Exercise directions: Copy the listing below line for line, leaving out the picture.

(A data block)
=======
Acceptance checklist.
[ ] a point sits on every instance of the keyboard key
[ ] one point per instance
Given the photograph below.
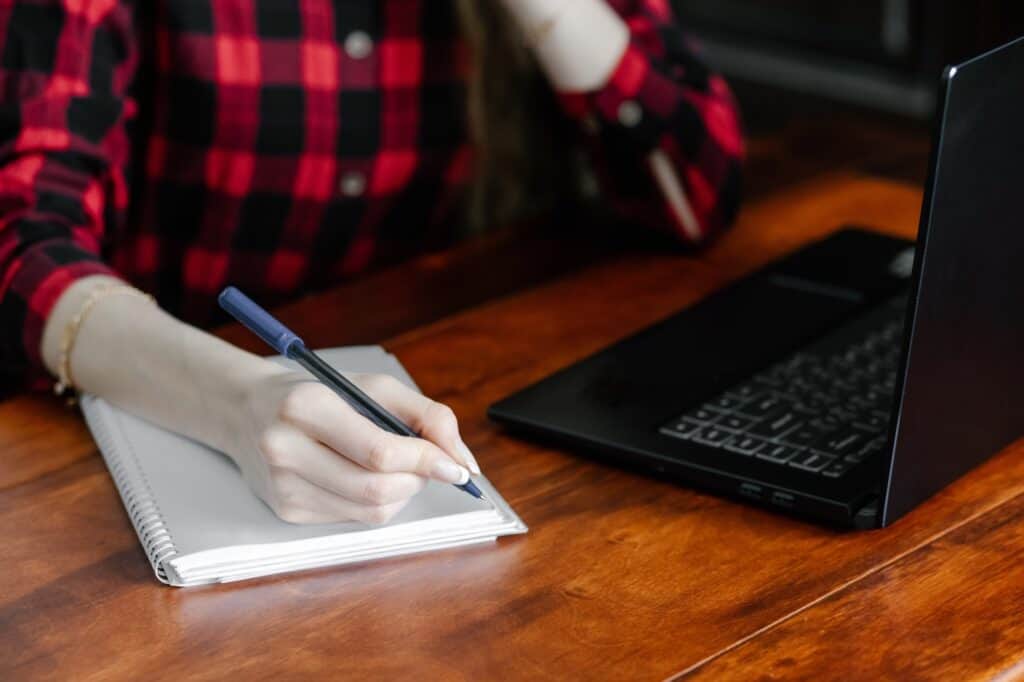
(681, 429)
(808, 434)
(743, 444)
(712, 435)
(842, 441)
(870, 423)
(724, 402)
(704, 414)
(837, 468)
(765, 407)
(775, 427)
(735, 422)
(872, 448)
(776, 453)
(811, 461)
(744, 392)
=======
Finished exercise:
Acceptance checklist.
[ ] a point sits on every instance of the keyboard key
[ ] one point per instance
Given the photograph below.
(681, 429)
(808, 434)
(743, 444)
(712, 435)
(842, 441)
(870, 423)
(724, 402)
(704, 414)
(837, 468)
(765, 407)
(775, 427)
(735, 422)
(872, 448)
(776, 453)
(811, 461)
(744, 392)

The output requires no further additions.